→ **Work task**
What you give back must match the records below exactly.

→ **Region pointing data**
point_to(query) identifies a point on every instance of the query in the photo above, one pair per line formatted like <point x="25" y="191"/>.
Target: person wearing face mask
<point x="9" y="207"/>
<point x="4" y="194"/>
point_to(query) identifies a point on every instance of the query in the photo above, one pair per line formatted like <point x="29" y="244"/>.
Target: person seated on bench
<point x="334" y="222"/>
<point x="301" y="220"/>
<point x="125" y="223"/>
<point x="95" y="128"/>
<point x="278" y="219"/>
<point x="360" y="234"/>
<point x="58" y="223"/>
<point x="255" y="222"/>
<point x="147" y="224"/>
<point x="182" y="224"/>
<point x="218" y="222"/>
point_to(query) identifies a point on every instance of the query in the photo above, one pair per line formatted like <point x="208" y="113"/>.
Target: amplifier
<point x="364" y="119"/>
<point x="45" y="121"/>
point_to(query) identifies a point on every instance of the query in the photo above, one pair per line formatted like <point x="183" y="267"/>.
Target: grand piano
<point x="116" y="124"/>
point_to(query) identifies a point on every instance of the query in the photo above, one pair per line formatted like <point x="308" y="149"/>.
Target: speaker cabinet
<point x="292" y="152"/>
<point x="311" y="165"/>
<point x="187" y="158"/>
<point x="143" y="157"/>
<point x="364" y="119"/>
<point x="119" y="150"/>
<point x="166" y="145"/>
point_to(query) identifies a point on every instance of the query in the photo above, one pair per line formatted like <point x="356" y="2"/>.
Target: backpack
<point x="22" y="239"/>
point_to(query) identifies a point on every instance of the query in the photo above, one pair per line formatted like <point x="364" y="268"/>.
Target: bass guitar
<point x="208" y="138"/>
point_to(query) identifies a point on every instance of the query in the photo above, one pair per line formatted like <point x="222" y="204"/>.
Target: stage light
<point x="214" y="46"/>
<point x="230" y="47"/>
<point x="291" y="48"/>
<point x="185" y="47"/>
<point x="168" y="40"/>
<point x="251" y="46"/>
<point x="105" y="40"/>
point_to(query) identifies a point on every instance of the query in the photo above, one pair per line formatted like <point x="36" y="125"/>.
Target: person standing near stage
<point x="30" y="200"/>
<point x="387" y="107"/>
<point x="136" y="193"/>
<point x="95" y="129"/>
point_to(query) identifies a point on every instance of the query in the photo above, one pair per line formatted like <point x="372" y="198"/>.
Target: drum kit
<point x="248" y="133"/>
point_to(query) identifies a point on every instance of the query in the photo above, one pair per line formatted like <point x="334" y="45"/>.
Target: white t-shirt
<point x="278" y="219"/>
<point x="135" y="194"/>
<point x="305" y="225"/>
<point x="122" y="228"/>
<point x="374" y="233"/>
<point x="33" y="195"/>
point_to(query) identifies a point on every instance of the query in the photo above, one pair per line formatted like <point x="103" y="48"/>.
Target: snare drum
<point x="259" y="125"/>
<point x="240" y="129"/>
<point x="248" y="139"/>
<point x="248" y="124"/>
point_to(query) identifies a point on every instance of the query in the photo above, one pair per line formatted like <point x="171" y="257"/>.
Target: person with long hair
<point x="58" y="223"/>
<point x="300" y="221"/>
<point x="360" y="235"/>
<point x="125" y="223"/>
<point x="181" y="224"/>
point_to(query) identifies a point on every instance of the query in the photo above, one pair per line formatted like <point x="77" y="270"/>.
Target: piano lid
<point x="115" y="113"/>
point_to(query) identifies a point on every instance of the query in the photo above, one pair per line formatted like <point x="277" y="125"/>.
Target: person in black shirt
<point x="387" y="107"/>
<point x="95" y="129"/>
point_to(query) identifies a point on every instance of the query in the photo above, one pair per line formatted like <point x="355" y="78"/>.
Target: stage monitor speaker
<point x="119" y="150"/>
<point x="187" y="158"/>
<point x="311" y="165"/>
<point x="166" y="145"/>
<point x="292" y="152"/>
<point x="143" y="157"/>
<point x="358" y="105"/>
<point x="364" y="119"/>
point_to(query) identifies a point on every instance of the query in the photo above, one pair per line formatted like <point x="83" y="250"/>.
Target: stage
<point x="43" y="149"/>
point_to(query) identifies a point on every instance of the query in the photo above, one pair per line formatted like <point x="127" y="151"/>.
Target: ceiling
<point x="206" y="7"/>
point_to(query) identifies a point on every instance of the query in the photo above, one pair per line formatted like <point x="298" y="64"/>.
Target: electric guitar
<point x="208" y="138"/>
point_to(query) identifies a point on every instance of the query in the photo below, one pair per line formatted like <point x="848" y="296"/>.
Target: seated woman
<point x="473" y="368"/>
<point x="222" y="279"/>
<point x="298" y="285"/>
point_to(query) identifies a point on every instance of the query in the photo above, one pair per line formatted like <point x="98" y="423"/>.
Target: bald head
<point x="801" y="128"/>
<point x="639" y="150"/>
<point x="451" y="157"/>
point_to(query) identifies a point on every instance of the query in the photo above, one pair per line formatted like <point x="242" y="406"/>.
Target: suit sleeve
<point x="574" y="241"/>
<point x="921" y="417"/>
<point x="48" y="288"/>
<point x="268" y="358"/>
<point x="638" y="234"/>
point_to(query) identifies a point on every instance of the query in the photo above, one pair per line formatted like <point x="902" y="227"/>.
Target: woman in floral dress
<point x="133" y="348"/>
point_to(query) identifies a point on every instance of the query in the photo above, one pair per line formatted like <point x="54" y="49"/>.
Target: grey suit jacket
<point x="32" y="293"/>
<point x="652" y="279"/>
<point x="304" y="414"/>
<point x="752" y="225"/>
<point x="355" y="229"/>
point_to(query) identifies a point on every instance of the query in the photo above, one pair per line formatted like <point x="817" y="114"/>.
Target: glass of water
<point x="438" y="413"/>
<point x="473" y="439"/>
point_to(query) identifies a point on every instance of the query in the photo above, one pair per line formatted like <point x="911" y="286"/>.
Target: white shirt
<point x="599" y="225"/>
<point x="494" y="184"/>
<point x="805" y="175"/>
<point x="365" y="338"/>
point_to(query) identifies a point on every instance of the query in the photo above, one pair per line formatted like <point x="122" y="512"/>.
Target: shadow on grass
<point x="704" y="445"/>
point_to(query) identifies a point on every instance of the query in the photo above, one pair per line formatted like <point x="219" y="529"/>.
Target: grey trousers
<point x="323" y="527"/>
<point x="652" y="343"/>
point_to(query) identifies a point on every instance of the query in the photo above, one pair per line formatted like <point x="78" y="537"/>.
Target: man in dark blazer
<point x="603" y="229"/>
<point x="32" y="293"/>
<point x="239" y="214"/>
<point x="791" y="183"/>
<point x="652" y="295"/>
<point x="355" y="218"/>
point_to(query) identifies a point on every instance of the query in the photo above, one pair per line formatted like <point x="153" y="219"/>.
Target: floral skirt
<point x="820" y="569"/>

→ **Solution**
point_to(query) identifies a point on every instance of the query in the photo above, one pair per line formatted like <point x="25" y="191"/>.
Target: person wearing face mask
<point x="9" y="207"/>
<point x="4" y="194"/>
point_to(query) identifies a point on every instance of the query in the photo above, one pair per line formatted like <point x="29" y="244"/>.
Target: person seated on bench
<point x="334" y="222"/>
<point x="301" y="220"/>
<point x="125" y="223"/>
<point x="95" y="128"/>
<point x="278" y="219"/>
<point x="360" y="234"/>
<point x="58" y="223"/>
<point x="255" y="222"/>
<point x="147" y="224"/>
<point x="182" y="224"/>
<point x="218" y="222"/>
point_to(query) identifies a point on every instance of the query in the photo above, one pair per line formatted like <point x="208" y="113"/>.
Target: amplifier
<point x="364" y="119"/>
<point x="45" y="121"/>
point_to(query) identifies a point on every instance of the query in the photo above, one pair per line formatted like <point x="183" y="267"/>.
Target: grand piano
<point x="116" y="124"/>
point_to(query) identifies a point on every instance of the query in the photo above, one pair per line formatted like <point x="308" y="149"/>.
Target: speaker cabinet
<point x="292" y="152"/>
<point x="311" y="165"/>
<point x="187" y="158"/>
<point x="143" y="157"/>
<point x="364" y="119"/>
<point x="119" y="150"/>
<point x="166" y="145"/>
point_to(query) identifies a point on every instance of the query in the photo above, one pair per line formatted like <point x="356" y="2"/>.
Target: backpack
<point x="22" y="239"/>
point_to(query) identifies a point on every instance of the query in the photo above, one pair per line formatted like <point x="364" y="268"/>.
Target: bass guitar
<point x="208" y="138"/>
point_to(query) identifies a point on every instance of the query in the photo above, one pair per line formatted like <point x="222" y="204"/>.
Target: stage light
<point x="214" y="46"/>
<point x="230" y="47"/>
<point x="291" y="48"/>
<point x="185" y="47"/>
<point x="168" y="40"/>
<point x="251" y="46"/>
<point x="105" y="40"/>
point_to(query) identifies a point on every instance of the query in the photo above, one pair per line formatted like <point x="36" y="125"/>.
Target: person standing near stage
<point x="30" y="200"/>
<point x="387" y="107"/>
<point x="136" y="193"/>
<point x="95" y="129"/>
point_to(query) identifies a point on every instance of the query in the photo above, one pair per line formatted like <point x="372" y="198"/>.
Target: drum kit
<point x="248" y="133"/>
point_to(query) identifies a point on every instance of the query in the photo above, one pair per line formatted like <point x="334" y="45"/>.
Target: white t-shirt
<point x="278" y="219"/>
<point x="135" y="194"/>
<point x="305" y="225"/>
<point x="122" y="228"/>
<point x="374" y="233"/>
<point x="33" y="195"/>
point_to(query) identifies a point on every instance of the query in the photo above, one pair per line formatted like <point x="103" y="48"/>.
Target: snare drum
<point x="259" y="125"/>
<point x="240" y="129"/>
<point x="248" y="139"/>
<point x="248" y="124"/>
point_to(query) identifies a point on every instance of the query in the photo above, one pair per line formatted like <point x="171" y="257"/>.
Target: person with long hair
<point x="58" y="223"/>
<point x="300" y="221"/>
<point x="360" y="235"/>
<point x="125" y="223"/>
<point x="181" y="224"/>
point_to(query) identifies a point on every instance of the query in the photo above, one pair per line formatted like <point x="77" y="270"/>.
Target: piano lid
<point x="115" y="113"/>
point_to(query) identifies a point on every instance of the query in the photo above, one pair per line formatted like <point x="277" y="125"/>.
Target: person in black shirt
<point x="387" y="107"/>
<point x="95" y="129"/>
point_to(query) identifies a point on every instance of the query in the photo above, one pair per line formatted like <point x="355" y="78"/>.
Target: stage monitor speaker
<point x="119" y="150"/>
<point x="187" y="158"/>
<point x="311" y="165"/>
<point x="166" y="145"/>
<point x="292" y="152"/>
<point x="143" y="157"/>
<point x="358" y="105"/>
<point x="364" y="119"/>
point_to(query) identifies a point on every instance of the query in the photo above, one pair per line formatted like <point x="83" y="250"/>.
Target: stage
<point x="43" y="149"/>
point_to(query) identifies a point on every instance of the query in the photo above, one pair per line formatted like <point x="127" y="151"/>.
Target: ceiling
<point x="206" y="7"/>
point_to(query) identifies a point on every instance of the query in the photo above, one pair per line formatted like <point x="298" y="64"/>.
Target: electric guitar
<point x="208" y="138"/>
point_to(query) identifies a point on every instance of the query in the photo below, one pair per line formatted like <point x="848" y="296"/>.
Target: seated woman
<point x="473" y="368"/>
<point x="222" y="279"/>
<point x="298" y="285"/>
point_to(query) identifies a point on every instance of the query in the photo above, one pair per line formatted like <point x="98" y="423"/>.
Target: bald head
<point x="801" y="128"/>
<point x="639" y="150"/>
<point x="451" y="157"/>
point_to(query) identifies a point on every instance of the query in the photo above, one pair per line formatted like <point x="242" y="406"/>.
Target: suit sleeve
<point x="574" y="241"/>
<point x="921" y="417"/>
<point x="48" y="288"/>
<point x="268" y="358"/>
<point x="638" y="234"/>
point_to(query) identifies a point on every instance of the query in the photo above, one pair per line formatted like <point x="902" y="227"/>.
Target: woman in floral dress
<point x="133" y="348"/>
point_to(query) identifies a point on every instance of the query in the photo above, one pair per line formatted like <point x="54" y="49"/>.
Target: grey suit jacket
<point x="32" y="293"/>
<point x="652" y="279"/>
<point x="304" y="414"/>
<point x="752" y="225"/>
<point x="355" y="229"/>
point_to(query) identifies a point on every instance of the query in the photo above, one pair per line formatted like <point x="817" y="114"/>.
Target: glass of water
<point x="438" y="413"/>
<point x="473" y="439"/>
point_to(query) identifies a point on every instance of the query in the photo above, one pair per line formatted like <point x="911" y="286"/>.
Target: white shirt
<point x="599" y="225"/>
<point x="494" y="184"/>
<point x="805" y="175"/>
<point x="365" y="338"/>
point_to(query) identifies a point on every instance of the query in the photo above, one pair per line formatted like <point x="122" y="512"/>.
Target: shadow on grass
<point x="704" y="445"/>
point_to(query) identifies a point on every instance of the query in the photo above, one pair per line formatted like <point x="219" y="529"/>.
Target: grey trousers
<point x="323" y="527"/>
<point x="652" y="343"/>
point_to(query) identifies a point on every instance of the query in the photo above, one pair per line formatted like <point x="78" y="537"/>.
Target: man in dark blazer
<point x="603" y="229"/>
<point x="32" y="293"/>
<point x="239" y="214"/>
<point x="791" y="183"/>
<point x="652" y="295"/>
<point x="355" y="218"/>
point_to(query) identifies a point on every instance of the query in the photo above, one pair per line formatted like <point x="153" y="219"/>.
Target: floral skirt
<point x="820" y="569"/>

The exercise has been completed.